▶ Information shown:
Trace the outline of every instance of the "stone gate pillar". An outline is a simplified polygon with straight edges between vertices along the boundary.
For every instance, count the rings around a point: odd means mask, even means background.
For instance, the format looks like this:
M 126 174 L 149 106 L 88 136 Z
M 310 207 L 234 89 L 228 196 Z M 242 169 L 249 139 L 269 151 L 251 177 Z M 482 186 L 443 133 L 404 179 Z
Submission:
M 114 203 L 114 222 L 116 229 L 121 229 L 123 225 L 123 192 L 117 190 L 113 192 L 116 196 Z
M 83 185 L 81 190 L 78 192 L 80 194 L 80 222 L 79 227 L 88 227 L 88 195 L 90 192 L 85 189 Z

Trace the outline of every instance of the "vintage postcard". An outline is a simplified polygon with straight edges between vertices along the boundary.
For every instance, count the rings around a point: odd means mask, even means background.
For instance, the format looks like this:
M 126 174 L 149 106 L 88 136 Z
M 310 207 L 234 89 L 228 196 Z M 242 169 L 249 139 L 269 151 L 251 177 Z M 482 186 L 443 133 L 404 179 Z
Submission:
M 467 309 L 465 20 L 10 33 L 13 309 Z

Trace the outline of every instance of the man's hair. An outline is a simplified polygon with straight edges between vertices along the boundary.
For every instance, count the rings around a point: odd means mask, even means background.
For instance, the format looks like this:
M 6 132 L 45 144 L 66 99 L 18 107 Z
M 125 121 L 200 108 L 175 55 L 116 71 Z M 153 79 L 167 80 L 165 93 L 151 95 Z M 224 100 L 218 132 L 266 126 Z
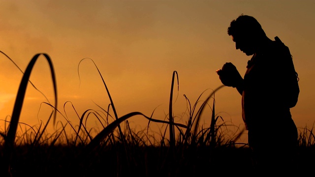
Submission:
M 250 34 L 258 37 L 266 36 L 265 31 L 256 19 L 243 14 L 231 22 L 227 28 L 227 34 L 232 36 Z

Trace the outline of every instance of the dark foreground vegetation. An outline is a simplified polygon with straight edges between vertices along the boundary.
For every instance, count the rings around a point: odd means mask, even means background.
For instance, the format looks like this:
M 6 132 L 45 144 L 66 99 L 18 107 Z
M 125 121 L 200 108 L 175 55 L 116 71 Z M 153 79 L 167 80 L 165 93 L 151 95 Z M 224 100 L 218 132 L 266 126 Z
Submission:
M 18 129 L 22 127 L 19 118 L 27 86 L 29 82 L 32 84 L 29 81 L 31 71 L 41 54 L 51 68 L 55 104 L 45 103 L 53 110 L 47 122 L 35 126 L 23 124 L 28 128 Z M 173 86 L 177 77 L 174 71 L 169 110 L 165 118 L 154 119 L 152 115 L 148 117 L 139 112 L 119 118 L 99 73 L 111 101 L 107 109 L 101 109 L 102 114 L 87 110 L 78 115 L 80 122 L 76 126 L 65 117 L 66 123 L 60 123 L 62 128 L 49 134 L 47 125 L 56 124 L 57 113 L 62 114 L 56 108 L 55 73 L 49 56 L 45 54 L 34 56 L 24 74 L 11 119 L 2 120 L 7 124 L 0 132 L 0 177 L 259 176 L 251 175 L 255 169 L 251 149 L 247 144 L 236 143 L 244 130 L 238 130 L 228 136 L 231 125 L 215 113 L 214 93 L 222 86 L 202 101 L 199 97 L 193 105 L 184 95 L 188 119 L 185 124 L 176 123 L 172 109 Z M 208 118 L 211 119 L 211 124 L 207 127 L 199 123 L 206 107 L 210 107 L 211 112 Z M 111 109 L 113 114 L 110 114 Z M 128 118 L 136 116 L 149 120 L 145 130 L 135 131 L 129 126 Z M 102 125 L 95 134 L 84 123 L 90 116 L 97 118 Z M 160 134 L 148 133 L 151 122 L 163 125 Z M 124 128 L 122 125 L 125 125 Z M 73 133 L 69 134 L 65 130 L 67 127 Z M 314 173 L 315 137 L 313 128 L 300 129 L 296 168 L 301 174 Z

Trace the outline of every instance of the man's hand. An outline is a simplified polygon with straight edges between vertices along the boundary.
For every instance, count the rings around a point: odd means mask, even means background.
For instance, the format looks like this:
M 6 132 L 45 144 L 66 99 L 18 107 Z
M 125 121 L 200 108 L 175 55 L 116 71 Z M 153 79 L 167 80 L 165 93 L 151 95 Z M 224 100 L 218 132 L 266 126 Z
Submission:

▶ Aim: Beginning at the line that has "Trace the outline of every instance of the man's hand." and continuing through the end of the items, write those lines out again with "background" switched to "exterior" and everything else left as it is.

▶ The result:
Trace the outline of every instance of the man's hand. An outline is a simplified polygon with straight edges between vertices along the boundary.
For every instance, count the rings around a point: odd means mask, even means exterior.
For instance, the format looks like this:
M 6 132 L 45 144 L 66 99 L 18 107 Z
M 125 121 L 200 108 L 175 55 L 116 71 Z M 153 79 L 167 80 L 165 93 L 151 95 Z M 224 100 L 218 132 L 266 126 Z
Submission:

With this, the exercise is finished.